-- start Task material --

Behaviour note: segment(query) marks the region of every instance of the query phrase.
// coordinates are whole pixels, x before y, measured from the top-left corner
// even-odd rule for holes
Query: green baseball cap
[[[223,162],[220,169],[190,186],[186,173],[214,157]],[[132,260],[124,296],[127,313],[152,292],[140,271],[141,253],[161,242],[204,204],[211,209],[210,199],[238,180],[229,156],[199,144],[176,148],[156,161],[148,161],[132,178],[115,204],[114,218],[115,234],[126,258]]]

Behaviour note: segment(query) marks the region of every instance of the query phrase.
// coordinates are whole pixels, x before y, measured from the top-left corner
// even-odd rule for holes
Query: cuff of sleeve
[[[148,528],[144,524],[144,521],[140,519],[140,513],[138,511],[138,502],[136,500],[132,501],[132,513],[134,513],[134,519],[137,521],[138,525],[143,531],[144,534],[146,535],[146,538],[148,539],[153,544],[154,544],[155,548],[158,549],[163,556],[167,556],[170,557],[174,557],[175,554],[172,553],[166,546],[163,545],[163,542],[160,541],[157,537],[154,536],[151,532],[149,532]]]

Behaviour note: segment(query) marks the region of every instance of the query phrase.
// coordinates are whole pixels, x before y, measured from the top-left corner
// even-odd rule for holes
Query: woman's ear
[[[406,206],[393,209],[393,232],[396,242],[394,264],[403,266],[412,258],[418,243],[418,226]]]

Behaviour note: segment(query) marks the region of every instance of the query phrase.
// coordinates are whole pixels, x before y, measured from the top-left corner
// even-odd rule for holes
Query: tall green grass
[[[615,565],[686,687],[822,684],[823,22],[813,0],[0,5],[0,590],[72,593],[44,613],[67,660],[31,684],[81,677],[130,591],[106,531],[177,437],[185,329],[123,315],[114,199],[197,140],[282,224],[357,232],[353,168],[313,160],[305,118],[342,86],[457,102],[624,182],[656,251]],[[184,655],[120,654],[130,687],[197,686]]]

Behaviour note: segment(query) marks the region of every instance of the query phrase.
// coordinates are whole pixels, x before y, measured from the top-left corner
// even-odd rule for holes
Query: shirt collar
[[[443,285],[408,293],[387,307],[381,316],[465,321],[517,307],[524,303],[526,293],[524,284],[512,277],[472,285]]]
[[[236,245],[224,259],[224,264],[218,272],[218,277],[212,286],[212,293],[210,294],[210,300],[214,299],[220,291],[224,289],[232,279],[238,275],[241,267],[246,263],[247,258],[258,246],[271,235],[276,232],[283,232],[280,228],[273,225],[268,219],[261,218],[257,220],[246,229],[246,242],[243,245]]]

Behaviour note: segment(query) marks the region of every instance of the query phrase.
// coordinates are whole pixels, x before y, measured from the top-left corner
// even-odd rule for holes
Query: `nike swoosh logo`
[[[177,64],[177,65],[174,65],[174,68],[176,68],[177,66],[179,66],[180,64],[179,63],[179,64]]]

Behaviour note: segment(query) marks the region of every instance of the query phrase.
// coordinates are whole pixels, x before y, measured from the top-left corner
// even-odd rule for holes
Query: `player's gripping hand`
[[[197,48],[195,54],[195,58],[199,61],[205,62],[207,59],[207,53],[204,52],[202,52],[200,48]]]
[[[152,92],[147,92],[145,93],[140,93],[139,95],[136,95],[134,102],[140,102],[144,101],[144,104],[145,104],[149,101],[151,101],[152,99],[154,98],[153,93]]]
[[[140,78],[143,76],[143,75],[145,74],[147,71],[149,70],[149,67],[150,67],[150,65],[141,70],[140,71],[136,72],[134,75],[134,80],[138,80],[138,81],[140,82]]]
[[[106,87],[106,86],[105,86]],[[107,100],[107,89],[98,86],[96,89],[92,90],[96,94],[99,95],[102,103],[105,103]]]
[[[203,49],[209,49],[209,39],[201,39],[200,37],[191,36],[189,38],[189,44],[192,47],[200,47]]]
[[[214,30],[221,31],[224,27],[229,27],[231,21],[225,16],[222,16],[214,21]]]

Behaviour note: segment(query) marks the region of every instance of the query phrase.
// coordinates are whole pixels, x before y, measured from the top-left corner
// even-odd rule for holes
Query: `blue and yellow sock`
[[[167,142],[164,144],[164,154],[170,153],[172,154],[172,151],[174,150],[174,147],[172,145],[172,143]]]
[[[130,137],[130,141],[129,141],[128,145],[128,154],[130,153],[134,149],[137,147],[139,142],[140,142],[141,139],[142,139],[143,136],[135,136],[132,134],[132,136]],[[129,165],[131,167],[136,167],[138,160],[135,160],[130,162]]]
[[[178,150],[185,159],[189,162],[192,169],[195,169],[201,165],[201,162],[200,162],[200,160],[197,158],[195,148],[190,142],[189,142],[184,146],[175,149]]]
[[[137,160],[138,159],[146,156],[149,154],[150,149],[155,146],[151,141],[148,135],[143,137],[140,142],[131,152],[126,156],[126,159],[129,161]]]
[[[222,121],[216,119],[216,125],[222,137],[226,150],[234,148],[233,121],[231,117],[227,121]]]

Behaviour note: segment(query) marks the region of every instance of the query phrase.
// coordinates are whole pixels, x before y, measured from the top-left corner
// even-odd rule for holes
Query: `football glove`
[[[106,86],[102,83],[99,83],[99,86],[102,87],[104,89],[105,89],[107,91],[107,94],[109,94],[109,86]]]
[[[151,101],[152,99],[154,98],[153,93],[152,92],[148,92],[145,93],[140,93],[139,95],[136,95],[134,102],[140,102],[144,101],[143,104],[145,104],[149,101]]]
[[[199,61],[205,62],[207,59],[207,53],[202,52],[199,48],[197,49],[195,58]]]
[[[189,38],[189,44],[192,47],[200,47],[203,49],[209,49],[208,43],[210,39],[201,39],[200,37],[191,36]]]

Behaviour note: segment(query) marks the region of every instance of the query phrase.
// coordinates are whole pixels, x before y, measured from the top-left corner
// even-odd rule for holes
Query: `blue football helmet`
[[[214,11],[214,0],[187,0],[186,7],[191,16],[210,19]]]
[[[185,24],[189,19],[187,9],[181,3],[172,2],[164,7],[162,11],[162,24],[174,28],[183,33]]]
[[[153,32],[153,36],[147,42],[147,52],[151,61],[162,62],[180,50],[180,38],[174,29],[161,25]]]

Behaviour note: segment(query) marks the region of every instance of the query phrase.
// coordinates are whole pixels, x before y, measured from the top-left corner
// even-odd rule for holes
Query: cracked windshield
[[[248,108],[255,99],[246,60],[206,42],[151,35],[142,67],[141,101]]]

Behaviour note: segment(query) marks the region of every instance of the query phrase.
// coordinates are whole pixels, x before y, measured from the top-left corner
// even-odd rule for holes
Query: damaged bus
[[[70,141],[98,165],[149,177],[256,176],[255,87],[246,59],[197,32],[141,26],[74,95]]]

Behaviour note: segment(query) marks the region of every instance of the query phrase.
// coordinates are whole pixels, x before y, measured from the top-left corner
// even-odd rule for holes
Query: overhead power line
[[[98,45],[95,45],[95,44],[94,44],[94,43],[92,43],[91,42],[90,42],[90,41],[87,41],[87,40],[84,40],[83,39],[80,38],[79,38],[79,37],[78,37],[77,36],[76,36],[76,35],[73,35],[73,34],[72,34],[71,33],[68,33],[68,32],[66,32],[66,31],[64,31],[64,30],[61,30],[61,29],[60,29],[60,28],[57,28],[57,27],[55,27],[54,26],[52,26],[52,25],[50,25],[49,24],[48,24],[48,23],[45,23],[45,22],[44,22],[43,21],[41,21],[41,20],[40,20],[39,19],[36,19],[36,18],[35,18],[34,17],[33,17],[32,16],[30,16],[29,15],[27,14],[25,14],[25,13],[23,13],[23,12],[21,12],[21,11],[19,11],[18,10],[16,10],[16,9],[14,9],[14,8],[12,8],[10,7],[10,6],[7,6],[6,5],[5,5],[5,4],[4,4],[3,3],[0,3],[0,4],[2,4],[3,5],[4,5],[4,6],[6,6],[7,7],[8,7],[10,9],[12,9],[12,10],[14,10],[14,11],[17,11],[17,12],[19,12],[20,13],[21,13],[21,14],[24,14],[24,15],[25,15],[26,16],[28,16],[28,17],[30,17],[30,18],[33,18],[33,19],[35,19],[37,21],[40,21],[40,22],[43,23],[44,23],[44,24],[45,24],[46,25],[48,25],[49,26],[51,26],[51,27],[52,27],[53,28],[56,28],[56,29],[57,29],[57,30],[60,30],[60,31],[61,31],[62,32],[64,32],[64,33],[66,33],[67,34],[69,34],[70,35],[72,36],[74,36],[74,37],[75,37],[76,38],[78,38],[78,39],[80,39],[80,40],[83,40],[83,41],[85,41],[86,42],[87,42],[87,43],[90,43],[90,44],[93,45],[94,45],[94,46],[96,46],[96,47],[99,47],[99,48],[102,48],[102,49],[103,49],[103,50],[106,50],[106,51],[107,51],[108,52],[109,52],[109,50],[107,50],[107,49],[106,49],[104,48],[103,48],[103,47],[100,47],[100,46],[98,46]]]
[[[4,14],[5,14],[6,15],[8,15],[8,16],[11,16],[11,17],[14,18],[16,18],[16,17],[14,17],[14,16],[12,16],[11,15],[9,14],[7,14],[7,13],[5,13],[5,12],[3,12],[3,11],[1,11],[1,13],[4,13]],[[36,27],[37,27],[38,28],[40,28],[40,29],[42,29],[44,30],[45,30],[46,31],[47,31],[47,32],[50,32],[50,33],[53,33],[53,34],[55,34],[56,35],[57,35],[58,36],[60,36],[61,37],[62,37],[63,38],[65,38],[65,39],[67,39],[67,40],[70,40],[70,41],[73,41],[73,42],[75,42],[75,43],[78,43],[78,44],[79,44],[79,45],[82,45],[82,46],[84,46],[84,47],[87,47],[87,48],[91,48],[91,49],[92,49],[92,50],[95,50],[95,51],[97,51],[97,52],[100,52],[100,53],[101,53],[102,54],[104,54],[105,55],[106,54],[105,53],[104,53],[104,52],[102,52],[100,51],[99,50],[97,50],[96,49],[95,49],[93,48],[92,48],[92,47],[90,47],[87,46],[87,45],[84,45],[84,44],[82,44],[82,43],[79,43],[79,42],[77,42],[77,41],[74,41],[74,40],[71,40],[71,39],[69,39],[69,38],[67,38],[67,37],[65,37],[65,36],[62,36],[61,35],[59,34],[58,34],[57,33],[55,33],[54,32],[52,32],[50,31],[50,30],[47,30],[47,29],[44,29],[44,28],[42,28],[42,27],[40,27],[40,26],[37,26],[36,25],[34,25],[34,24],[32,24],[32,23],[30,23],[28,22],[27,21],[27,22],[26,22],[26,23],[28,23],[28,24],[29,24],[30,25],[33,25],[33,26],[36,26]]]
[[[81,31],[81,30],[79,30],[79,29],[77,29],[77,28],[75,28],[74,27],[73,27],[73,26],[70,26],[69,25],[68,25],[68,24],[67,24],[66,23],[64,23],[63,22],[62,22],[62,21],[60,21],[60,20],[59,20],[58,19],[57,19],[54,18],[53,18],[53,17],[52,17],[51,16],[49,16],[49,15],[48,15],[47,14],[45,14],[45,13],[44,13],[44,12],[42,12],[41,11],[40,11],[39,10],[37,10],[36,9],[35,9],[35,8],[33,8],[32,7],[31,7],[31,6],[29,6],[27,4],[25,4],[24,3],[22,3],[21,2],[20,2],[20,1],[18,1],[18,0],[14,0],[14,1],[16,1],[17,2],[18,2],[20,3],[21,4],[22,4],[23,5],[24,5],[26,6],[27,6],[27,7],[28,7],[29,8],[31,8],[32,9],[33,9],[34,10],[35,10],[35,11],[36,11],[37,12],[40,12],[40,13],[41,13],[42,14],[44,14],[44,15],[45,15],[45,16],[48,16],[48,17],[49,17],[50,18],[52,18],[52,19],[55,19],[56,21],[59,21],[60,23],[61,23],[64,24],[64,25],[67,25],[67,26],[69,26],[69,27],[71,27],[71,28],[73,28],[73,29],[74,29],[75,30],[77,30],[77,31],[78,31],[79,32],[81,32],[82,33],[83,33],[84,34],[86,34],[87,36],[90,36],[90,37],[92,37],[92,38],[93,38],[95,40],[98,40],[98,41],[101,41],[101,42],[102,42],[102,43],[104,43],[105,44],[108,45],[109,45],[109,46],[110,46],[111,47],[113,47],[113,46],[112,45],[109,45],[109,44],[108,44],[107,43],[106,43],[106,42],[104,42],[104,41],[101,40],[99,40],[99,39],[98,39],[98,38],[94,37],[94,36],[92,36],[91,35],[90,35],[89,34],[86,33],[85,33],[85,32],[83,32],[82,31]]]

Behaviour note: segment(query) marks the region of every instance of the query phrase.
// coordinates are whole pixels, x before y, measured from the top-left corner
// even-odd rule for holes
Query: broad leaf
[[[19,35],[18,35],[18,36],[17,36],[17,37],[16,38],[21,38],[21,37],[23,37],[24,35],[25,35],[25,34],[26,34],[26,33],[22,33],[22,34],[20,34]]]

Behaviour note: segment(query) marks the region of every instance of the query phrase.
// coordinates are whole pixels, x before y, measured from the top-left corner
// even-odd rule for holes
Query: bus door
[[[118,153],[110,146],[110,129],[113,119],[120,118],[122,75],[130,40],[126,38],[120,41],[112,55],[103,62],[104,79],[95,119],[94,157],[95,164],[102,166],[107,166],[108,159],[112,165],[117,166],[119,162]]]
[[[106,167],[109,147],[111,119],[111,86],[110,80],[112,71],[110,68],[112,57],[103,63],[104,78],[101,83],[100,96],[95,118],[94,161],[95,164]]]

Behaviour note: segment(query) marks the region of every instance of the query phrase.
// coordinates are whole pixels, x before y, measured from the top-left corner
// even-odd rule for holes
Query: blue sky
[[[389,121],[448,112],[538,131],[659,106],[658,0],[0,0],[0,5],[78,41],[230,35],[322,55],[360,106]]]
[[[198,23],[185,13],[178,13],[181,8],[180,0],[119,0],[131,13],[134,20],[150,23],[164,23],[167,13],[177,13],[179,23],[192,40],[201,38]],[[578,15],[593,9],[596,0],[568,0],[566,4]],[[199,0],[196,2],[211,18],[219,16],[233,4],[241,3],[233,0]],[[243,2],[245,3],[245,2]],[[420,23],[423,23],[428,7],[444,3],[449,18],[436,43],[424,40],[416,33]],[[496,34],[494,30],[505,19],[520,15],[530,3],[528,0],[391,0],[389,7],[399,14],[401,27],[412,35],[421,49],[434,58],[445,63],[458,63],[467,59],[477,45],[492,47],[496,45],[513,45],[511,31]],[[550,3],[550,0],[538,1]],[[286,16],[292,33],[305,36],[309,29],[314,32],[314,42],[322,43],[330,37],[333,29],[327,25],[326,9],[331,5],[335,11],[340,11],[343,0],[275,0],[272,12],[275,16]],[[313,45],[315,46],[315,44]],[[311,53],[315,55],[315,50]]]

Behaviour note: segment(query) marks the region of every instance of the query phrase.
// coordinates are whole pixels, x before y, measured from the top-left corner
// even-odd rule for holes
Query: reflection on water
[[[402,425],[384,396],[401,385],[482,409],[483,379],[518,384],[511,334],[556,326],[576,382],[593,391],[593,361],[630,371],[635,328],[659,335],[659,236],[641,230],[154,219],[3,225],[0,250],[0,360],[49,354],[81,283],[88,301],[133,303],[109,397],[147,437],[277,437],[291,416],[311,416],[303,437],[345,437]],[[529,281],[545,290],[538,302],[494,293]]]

-- end Task material --

## To do
How many lines in the listing contain the word "football"? Reply with the number alone.

## Output of the exercise
2